▸ Source data
------------------------------------------------
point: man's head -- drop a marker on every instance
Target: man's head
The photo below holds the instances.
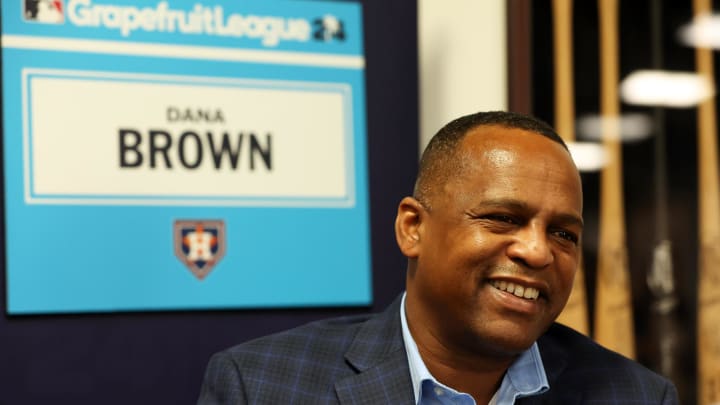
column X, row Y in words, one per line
column 492, row 234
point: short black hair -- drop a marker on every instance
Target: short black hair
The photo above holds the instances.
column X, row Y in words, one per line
column 439, row 160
------------------------------------------------
▸ Written instruction
Reproduce every line of the records above verbatim, in their original order, omitting the pictures.

▸ Exercise solution
point: man's head -- drop a marker on every instance
Target: man's head
The photo below holds the instances.
column X, row Y in words, one per line
column 492, row 234
point: short black hair -- drop a marker on every instance
Target: short black hair
The photo above holds the instances.
column X, row Y in words, one per line
column 439, row 160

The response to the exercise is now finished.